→ **TASK BRIEF**: Rewrite the entries from the line containing "Find the american" through the line containing "[(310, 331), (405, 331)]", replacing "marker" with "pin" and leaving everything else unchanged. Omit the pictures from your output.

→ **MATERIAL FOR THIS EXERCISE**:
§ §
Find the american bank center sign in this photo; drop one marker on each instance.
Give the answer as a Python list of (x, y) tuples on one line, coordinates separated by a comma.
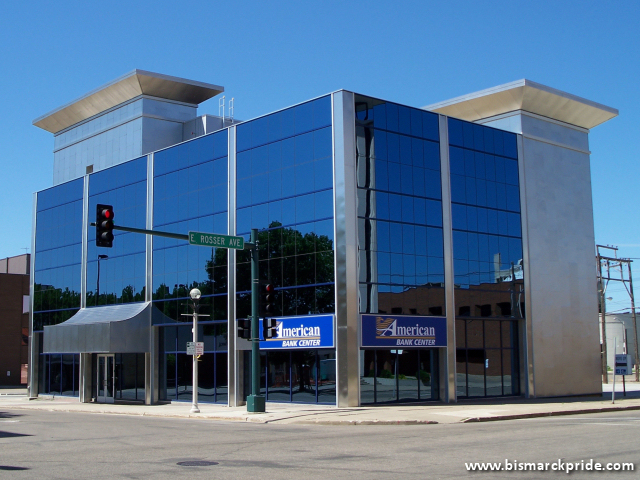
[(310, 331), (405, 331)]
§ §
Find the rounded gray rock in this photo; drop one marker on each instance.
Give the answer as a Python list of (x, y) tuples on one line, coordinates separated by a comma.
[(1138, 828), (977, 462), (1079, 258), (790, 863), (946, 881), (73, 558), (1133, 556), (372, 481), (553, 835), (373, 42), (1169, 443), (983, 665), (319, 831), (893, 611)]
§ §
→ **TASK RESPONSE**:
Find the american bank center sign in this photo; drop one pin on each instance.
Give the answer as a Python list of (x, y) tuples on one line, coordinates separated by a comma.
[(310, 331), (405, 331)]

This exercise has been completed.